Enhanced perioperative management of children with autism: a pilot study.


Department of Anesthesia, McMaster University, 1200 Main St West, Hamilton, ON, L8S 4K1, Canada. [Email]


OBJECTIVE : When children with autism spectrum disorder (ASD) are in hospital, difficulties with socialization, communication, and behaviour can be exacerbated. The purpose of this study was to establish feasibility of an enhanced perioperative care pathway.
METHODS : Utilizing parental and provider feedback, a protocol including environment modification, anxiolysis plans, specialized order sets, and child life specialist (CLS) support was developed over a nine-month period. Autism severity scores (ASS), communication styles, triggers, and previous experiences were used to create individualized care plans in the preoperative clinic. Emotion and sedation scores in the same day surgery unit, at anesthesia induction, and in the postanesthesia care unit were recorded. Acceptance was obtained from nurses, anesthesiologists, and parents. Feasibility criteria included the recruitment rate, adherence to protocol, data collection, and patient follow-up.

□ □ □ □ □

- **WORK INSTRUCTIONS**: Continue the abstract on perioperative care for children with autism from the point where it stops.

□ □ □ □ □

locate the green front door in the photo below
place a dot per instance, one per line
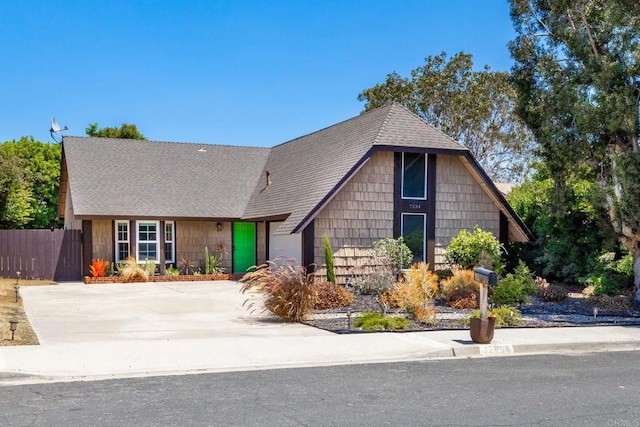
(244, 246)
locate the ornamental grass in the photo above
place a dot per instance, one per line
(288, 290)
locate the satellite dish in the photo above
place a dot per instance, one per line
(55, 128)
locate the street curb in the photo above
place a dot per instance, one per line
(487, 350)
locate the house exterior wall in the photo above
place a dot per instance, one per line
(70, 223)
(193, 236)
(460, 204)
(359, 214)
(102, 238)
(261, 242)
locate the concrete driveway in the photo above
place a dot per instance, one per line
(75, 312)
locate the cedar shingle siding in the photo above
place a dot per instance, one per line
(338, 180)
(460, 204)
(360, 214)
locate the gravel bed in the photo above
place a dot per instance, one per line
(535, 314)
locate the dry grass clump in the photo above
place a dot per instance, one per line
(415, 293)
(460, 290)
(329, 295)
(288, 289)
(12, 310)
(134, 271)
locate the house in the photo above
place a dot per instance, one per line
(384, 173)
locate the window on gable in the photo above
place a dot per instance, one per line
(169, 242)
(414, 176)
(122, 240)
(148, 240)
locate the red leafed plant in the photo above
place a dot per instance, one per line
(98, 267)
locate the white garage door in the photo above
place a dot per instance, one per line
(289, 245)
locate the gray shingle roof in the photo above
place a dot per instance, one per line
(306, 170)
(130, 178)
(143, 179)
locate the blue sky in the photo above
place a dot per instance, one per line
(225, 72)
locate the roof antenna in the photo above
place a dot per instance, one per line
(55, 128)
(268, 174)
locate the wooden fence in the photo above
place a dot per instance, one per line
(41, 254)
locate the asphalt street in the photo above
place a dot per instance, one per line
(599, 389)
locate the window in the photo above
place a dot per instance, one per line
(169, 242)
(414, 227)
(122, 240)
(414, 176)
(148, 241)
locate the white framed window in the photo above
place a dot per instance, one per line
(148, 241)
(169, 242)
(122, 240)
(414, 231)
(414, 176)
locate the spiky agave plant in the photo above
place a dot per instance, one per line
(288, 290)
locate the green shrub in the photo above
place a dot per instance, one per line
(150, 266)
(550, 292)
(328, 260)
(212, 263)
(607, 302)
(289, 291)
(515, 287)
(473, 249)
(374, 321)
(505, 316)
(394, 253)
(611, 276)
(373, 280)
(172, 271)
(329, 295)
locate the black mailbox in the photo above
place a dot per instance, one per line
(488, 277)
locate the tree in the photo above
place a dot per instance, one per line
(476, 108)
(15, 194)
(31, 198)
(568, 243)
(125, 131)
(577, 75)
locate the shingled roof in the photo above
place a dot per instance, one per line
(306, 171)
(144, 179)
(291, 181)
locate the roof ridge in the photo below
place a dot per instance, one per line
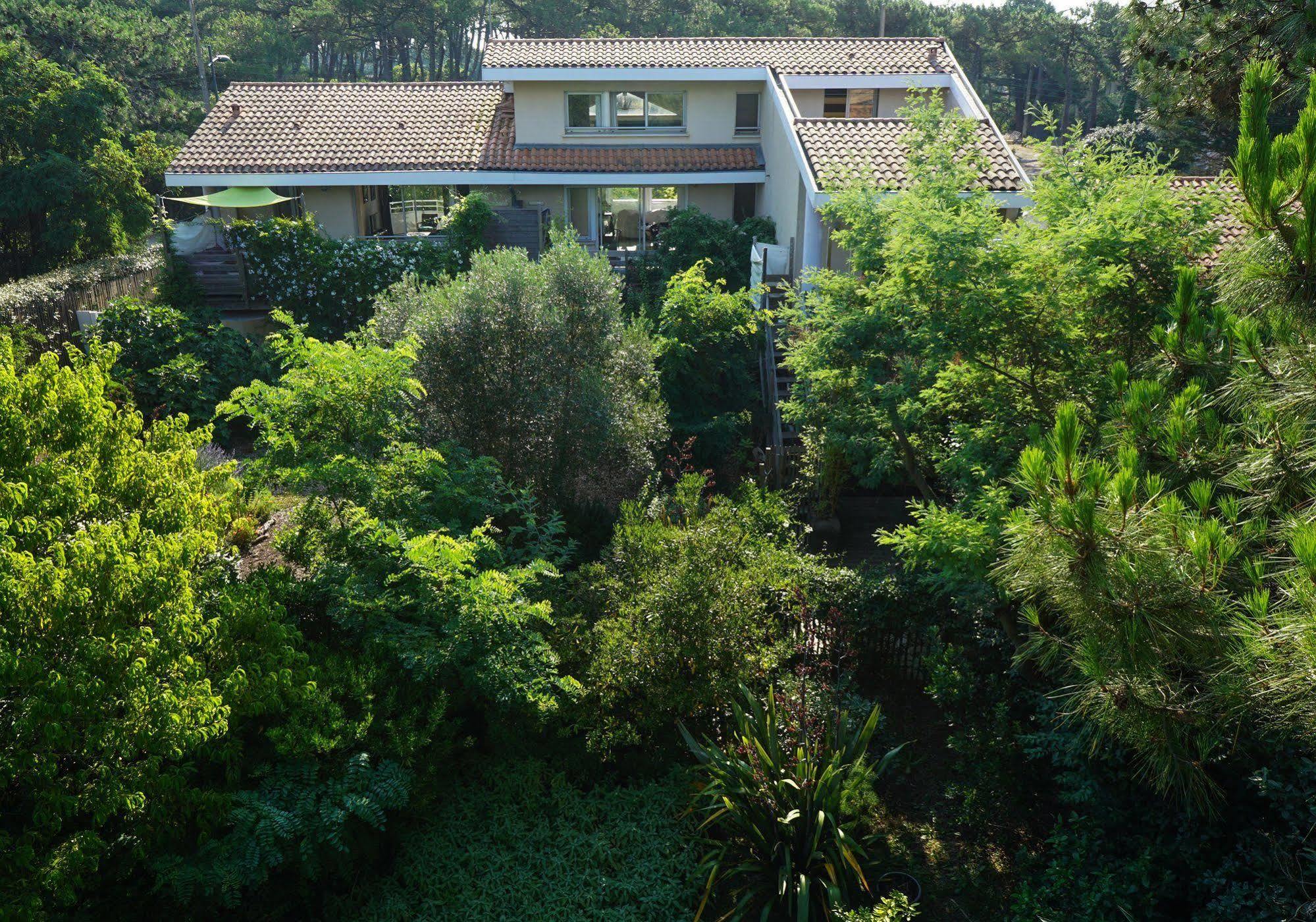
(363, 84)
(903, 119)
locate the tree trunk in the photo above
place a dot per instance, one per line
(907, 456)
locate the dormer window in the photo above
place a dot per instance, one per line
(625, 111)
(585, 110)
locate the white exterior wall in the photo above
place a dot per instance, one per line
(541, 111)
(334, 209)
(715, 201)
(781, 196)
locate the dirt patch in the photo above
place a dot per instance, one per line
(262, 551)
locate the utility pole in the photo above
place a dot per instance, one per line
(200, 65)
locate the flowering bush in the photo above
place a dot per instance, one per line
(33, 300)
(330, 285)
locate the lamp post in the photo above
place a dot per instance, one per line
(215, 81)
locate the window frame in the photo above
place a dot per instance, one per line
(758, 115)
(600, 110)
(606, 107)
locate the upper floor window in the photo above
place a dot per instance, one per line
(585, 110)
(625, 110)
(747, 114)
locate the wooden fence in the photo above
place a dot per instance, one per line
(898, 653)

□ □ □ □ □

- **THE ANSWER**:
RESULTS : Eighteen patients were enrolled in this pilot study. All feasibility criteria including recruitment, adherence to study protocol (97%), and follow-up (94%) were met. Fifteen (83%) patients were nonverbal and minimally interactive (ASS = 3). Common triggers were loud noises (78%), crowds (78%), and bright lights (56%). After implementation of the protocol, 15 (83%) of the anesthetic inductions were described as excellent. Ten different premedication plans were used. Parents described the personalized plan, anxiolysis medication, and CLS support as advantageous. All (100%) nurses, anesthesiologists, and parents felt the program should continue.
CONCLUSIONS : We showed that a multidisciplinary perioperative care plan for children with severe ASD was feasible and 100% accepted at our institution. The individual nature of anxiolysis plans was considered a strength of the protocol.